GIVEN INFORMATION:
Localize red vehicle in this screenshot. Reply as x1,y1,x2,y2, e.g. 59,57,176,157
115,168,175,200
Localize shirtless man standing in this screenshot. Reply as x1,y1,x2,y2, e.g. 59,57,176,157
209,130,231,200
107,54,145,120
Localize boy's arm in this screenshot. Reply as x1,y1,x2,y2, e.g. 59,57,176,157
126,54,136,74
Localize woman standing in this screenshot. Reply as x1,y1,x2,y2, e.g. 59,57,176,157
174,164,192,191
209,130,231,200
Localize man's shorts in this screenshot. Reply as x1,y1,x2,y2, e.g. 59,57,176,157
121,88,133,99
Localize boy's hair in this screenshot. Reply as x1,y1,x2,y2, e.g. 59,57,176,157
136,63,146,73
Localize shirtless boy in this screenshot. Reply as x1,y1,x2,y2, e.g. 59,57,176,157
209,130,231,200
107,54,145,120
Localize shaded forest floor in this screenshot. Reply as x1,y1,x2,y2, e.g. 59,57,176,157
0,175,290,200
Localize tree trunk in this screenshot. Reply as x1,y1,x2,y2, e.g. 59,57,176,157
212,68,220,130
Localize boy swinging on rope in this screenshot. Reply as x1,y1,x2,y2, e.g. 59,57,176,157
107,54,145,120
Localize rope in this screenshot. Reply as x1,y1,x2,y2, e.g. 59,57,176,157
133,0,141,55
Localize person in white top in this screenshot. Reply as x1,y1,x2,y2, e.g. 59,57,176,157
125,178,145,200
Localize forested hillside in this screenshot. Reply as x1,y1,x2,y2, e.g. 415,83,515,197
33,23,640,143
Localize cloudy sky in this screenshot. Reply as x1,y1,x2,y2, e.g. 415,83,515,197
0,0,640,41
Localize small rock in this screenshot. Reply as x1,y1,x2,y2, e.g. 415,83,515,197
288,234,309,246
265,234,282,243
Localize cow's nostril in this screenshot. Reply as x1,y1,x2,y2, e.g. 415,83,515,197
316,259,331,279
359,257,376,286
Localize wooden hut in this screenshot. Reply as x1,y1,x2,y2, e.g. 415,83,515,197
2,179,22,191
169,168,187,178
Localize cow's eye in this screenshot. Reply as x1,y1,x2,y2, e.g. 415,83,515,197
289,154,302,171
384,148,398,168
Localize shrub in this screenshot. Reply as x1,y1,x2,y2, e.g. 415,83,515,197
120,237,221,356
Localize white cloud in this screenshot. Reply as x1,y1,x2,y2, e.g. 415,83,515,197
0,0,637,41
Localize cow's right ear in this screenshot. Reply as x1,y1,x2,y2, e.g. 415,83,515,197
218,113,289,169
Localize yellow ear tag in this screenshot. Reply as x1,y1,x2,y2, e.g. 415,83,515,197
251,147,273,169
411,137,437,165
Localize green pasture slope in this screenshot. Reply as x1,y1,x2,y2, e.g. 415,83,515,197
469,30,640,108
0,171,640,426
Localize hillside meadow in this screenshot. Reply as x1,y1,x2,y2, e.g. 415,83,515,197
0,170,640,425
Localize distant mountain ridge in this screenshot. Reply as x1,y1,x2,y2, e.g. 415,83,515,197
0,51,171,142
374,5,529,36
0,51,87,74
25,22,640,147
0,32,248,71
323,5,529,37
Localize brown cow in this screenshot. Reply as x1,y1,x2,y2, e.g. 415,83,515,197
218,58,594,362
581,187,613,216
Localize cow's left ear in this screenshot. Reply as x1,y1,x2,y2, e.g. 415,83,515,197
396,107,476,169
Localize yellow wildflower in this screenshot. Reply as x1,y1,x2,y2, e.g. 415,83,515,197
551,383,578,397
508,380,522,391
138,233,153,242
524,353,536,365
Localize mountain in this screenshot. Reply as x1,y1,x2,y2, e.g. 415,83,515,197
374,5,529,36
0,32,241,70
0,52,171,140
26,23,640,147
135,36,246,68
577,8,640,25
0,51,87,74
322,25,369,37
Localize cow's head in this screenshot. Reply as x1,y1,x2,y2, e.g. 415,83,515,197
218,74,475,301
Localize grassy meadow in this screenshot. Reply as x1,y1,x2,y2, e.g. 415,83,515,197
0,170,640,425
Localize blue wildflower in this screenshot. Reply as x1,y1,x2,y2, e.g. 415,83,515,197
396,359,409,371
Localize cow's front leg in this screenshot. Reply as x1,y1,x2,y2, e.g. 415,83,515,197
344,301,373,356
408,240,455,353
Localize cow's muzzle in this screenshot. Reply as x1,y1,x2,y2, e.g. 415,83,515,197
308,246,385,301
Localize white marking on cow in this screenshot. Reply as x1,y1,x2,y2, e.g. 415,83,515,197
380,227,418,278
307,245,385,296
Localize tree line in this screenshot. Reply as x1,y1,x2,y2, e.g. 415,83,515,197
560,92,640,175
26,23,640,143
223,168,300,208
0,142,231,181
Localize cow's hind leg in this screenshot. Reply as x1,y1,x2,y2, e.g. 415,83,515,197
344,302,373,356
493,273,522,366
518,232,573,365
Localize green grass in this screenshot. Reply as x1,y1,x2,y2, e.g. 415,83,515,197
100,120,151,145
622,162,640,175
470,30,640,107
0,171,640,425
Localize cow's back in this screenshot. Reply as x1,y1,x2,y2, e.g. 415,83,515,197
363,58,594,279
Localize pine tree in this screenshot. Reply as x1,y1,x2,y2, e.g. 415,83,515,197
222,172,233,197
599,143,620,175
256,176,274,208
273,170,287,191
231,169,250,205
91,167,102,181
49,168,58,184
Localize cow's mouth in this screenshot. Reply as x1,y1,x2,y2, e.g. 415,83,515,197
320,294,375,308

WORK TO COMPLETE: Retype every line of the listing above word for word, with nothing changed or left out.

ANSWER TO THE TASK:
Localize red vehicle in this screenshot. Reply as x1,y1,x2,y2, e.g. 59,57,176,157
115,168,175,200
Localize shirtless man standing in this screenshot. Reply as x1,y1,x2,y2, e.g. 59,57,176,157
209,130,231,200
107,54,145,120
Localize boy's arm in this screenshot. Reply as x1,y1,x2,y2, e.g. 59,57,176,157
126,54,136,74
Localize woman standing in this screenshot. Reply as x1,y1,x2,y2, e.g. 59,57,176,157
174,164,192,191
209,130,231,200
Localize man's shorts in this screenshot. Reply as x1,y1,x2,y2, e.g. 59,57,176,157
121,88,133,99
Localize boy's hair in this screenshot. Reply as x1,y1,x2,y2, e.g. 59,57,176,157
136,63,146,73
Localize shirtless boy in this screenshot. Reply as x1,y1,x2,y2, e.g. 59,57,176,157
209,130,231,200
107,54,145,120
Localize shaded forest floor in this screenshot. Reply as x1,y1,x2,y2, e.g. 59,57,176,157
0,175,290,200
Localize tree trunk in this screenshot. Reply as x1,y1,x2,y2, e.g. 59,57,176,157
212,68,220,130
Localize boy swinging on rope in this screenshot. Reply as x1,y1,x2,y2, e.g. 59,57,176,157
107,54,145,120
Localize rope in this screenshot. Reply as x1,y1,x2,y2, e.g. 59,57,176,157
133,0,141,55
Localize person in white top in this screenshot. Reply as x1,y1,x2,y2, e.g. 59,57,176,157
125,178,145,200
Localize forested hillside in this screenshot. Reply as x1,y1,x2,y2, e.g. 415,83,515,197
33,23,640,143
Localize cloudy sky in this screenshot. Reply as x1,y1,x2,y2, e.g. 415,83,515,197
0,0,640,41
Localize small rock in this screenshot. Reply as x1,y1,x2,y2, e.g. 415,83,515,197
288,234,309,246
265,234,282,243
Localize cow's nostril in this screenshot. Reply as x1,y1,x2,y2, e.g. 415,83,515,197
316,259,331,279
359,257,376,286
Localize wooden hut in this screenshot. Reply as x1,y1,x2,y2, e.g. 415,83,515,197
2,179,22,191
169,168,187,178
Localize cow's eye in this screenshot. Reply as x1,y1,x2,y2, e.g. 415,83,515,197
289,154,302,171
384,148,398,168
Localize shrub in this screenshot. Reply as x1,y1,x2,y2, e.g. 415,83,515,197
120,237,221,356
Localize white cloud in this screenshot. Reply as x1,y1,x2,y2, e.g. 415,83,515,197
0,0,637,41
Localize cow's right ear in this screenshot. Reply as x1,y1,x2,y2, e.g. 415,83,515,197
218,113,289,169
Localize yellow ear tag in this screenshot. Reply as x1,y1,x2,y2, e.g. 415,83,515,197
251,147,273,169
411,137,437,165
Localize green pasture slope in this screenshot. Reply as x1,y1,x2,y2, e.g. 415,83,515,197
469,30,640,108
0,171,640,426
Localize hillside meadow in this screenshot. Reply as x1,y1,x2,y2, e.g. 415,83,515,197
0,170,640,425
Localize distant mountain ridge in this screenshot. Reply as x1,y1,x2,y2, e.g. 415,83,515,197
0,51,171,142
374,5,529,36
0,51,87,74
25,22,640,147
0,32,248,71
323,5,529,37
Localize brown cow in this screenshot. Reply as x1,y1,x2,y2, e.g. 415,83,515,197
218,58,594,362
581,187,613,216
Localize cow's left ear in this screenshot. Reply as x1,y1,x2,y2, e.g. 415,83,515,197
396,107,476,169
Localize yellow wildflower in this screenshot. Reply as x1,y1,x2,y2, e.g. 415,83,515,197
551,383,578,397
508,380,522,391
138,233,153,242
524,353,536,365
Localize mountain in this screenshot. Reply as x1,y1,x2,y2, e.g. 415,83,515,197
374,5,529,36
0,32,241,70
0,52,171,140
26,23,640,147
135,36,246,68
577,8,640,25
0,51,87,74
322,25,369,37
Localize cow's head in this screenshot. Reply as x1,y1,x2,y2, e.g. 415,83,515,197
218,74,475,301
Localize grassy meadow in this screenshot. Reply as x1,y1,x2,y2, e.g. 415,83,515,197
0,170,640,425
Localize blue wildflower in this screenshot. Reply as x1,y1,x2,y2, e.g. 415,83,515,197
396,359,409,371
Localize cow's front leg in this screenshot. Reply as x1,y1,x2,y2, e.g. 415,83,515,197
344,301,373,356
408,240,455,353
Localize cow's muzzle in this screenshot. Reply as x1,y1,x2,y2, e.g. 415,83,515,197
308,246,385,301
Localize white marking on cow in this screenshot. Reply as x1,y1,x2,y2, e.g. 415,83,515,197
380,227,418,278
307,245,385,296
Localize tree line in this screenshot. Reply as x1,y1,x2,y2, e.g. 415,83,515,197
560,92,640,175
26,23,640,143
223,168,300,208
0,142,231,181
Localize cow's hind leg in this screenshot. Reply as x1,y1,x2,y2, e.g. 415,83,515,197
344,302,373,356
493,273,522,366
518,232,573,365
Localize green grass in this screenshot. Reply as x1,y1,x2,y2, e.g. 415,83,515,197
100,120,151,145
622,162,640,175
470,30,640,107
0,171,640,425
Localize cow's back in this screenshot. Reply as x1,y1,x2,y2, e.g. 415,83,515,197
363,58,594,279
Localize pine tree in this screenshot. Reply as x1,y1,x2,y2, e.g. 415,83,515,197
222,172,233,197
599,143,620,175
256,176,274,208
273,170,287,191
231,169,250,205
91,167,102,181
49,168,58,184
Localize cow's mouth in this screenshot. Reply as x1,y1,x2,y2, e.g. 415,83,515,197
320,294,375,308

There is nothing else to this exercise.